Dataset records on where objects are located
........
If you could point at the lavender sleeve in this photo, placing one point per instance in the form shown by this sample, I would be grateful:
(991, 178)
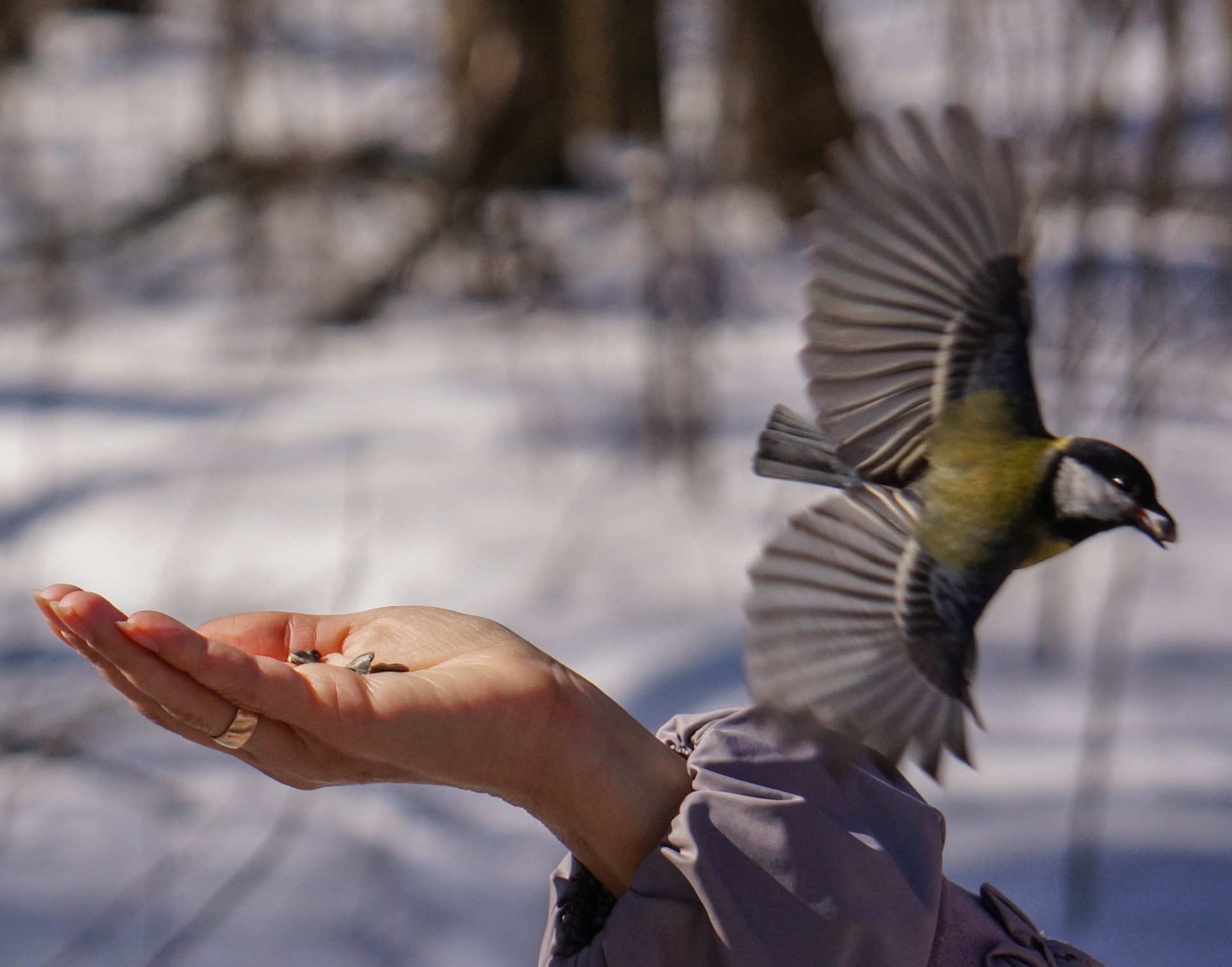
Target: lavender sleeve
(776, 859)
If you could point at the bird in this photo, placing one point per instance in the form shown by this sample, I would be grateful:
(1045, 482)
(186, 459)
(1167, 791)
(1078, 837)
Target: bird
(862, 609)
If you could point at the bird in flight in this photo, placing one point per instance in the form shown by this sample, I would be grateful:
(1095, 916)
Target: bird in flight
(862, 609)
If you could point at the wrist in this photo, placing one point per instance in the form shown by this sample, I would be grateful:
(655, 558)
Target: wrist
(610, 787)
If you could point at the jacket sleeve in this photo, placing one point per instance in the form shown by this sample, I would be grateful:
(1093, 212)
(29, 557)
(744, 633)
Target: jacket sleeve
(774, 854)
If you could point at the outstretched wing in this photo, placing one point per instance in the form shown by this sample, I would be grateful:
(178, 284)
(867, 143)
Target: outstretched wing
(918, 296)
(858, 626)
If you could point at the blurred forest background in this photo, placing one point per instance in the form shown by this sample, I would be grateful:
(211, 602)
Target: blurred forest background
(481, 304)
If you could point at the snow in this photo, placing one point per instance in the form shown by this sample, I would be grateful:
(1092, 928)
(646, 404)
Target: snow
(202, 455)
(439, 459)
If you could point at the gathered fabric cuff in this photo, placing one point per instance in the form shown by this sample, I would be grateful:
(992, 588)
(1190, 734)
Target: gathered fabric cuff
(780, 857)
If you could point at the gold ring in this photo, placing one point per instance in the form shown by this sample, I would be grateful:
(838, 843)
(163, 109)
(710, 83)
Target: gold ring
(239, 731)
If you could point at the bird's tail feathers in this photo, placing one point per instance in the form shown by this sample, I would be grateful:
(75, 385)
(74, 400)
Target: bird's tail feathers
(791, 447)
........
Challenge:
Reproduce the listing above word for word, from beginning to end, but omit the picture placeholders.

Response:
If you could point at the lavender sleeve in this photo, placing one point per instance in the form shown by this sample, I would be grateful:
(991, 178)
Target: lavender sleeve
(776, 859)
If you could point at the bird in this photo, placing one point per instance in the form shown by this sample, I would be grateful:
(1045, 482)
(186, 459)
(1167, 791)
(1078, 837)
Target: bird
(862, 609)
If you could point at the bird in flight in this photo, placing one point per instance in the form shown by this sample, I would be grateful:
(1095, 916)
Target: bird in flight
(862, 609)
If you could point at the wrist in this photo, placing one point per instance in the form shown by this sample, I would be grateful:
(655, 558)
Target: wrist
(610, 787)
If you could point at the jacket sleeve in this photo, placing one point per instance in the form shown by this sample, I would be grateful:
(1093, 212)
(29, 557)
(744, 633)
Target: jacket sleeve
(774, 854)
If you could point at the outstretched wing in this photo, placing one point per instance in the form shown by this sample, I would be grateful:
(178, 284)
(867, 143)
Target: outstretched wing
(918, 296)
(858, 626)
If you could point at the blurred forest background in this photo, placing one point per instance in the form shown by this sample, I would be grateful:
(211, 602)
Target: blurred forest background
(481, 304)
If you could point at the snow in this photo, placing one point per instance in the form shown by this sample, I would be grateful:
(1092, 928)
(646, 404)
Target: snow
(202, 455)
(439, 459)
If you could point at the gathered fabric cuff in this photo, placing one point per instance in the form shown by this sample, I would be grateful:
(992, 588)
(1190, 734)
Target: gathered fabric cuff
(780, 857)
If you could point at the gold ring in this photo, placing one point per instance in the form shown by this sample, I would be grateful:
(838, 843)
(163, 109)
(710, 83)
Target: gold ring
(239, 731)
If you could point at the bird's tail feathers in this photo, placing one point per instance in the form shown by this sample, I would be grateful:
(75, 385)
(74, 400)
Target: bird's tail feathers
(791, 447)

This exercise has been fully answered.